* _Brief_
Please return every line of the data below that contains the word "charging", copying each such line in full.

* _Source records_
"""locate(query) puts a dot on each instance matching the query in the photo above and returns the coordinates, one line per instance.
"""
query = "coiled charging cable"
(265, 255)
---
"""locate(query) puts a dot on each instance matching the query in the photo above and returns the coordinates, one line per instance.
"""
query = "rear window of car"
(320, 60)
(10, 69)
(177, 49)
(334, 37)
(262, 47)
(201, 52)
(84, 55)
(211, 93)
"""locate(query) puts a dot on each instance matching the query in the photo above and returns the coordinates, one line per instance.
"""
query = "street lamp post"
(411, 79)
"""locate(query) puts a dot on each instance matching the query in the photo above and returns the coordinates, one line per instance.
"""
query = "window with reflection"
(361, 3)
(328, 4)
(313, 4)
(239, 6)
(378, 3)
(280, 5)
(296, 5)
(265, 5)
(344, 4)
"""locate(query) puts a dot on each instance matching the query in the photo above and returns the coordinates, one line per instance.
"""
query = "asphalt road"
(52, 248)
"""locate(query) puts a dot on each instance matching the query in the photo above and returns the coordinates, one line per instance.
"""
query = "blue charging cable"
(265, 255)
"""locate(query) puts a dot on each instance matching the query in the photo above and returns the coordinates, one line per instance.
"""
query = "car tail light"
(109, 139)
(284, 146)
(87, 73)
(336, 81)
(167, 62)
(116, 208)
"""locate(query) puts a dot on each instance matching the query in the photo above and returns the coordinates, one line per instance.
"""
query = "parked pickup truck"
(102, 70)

* _Full response_
query = "coiled charging cable"
query = "blue charging cable"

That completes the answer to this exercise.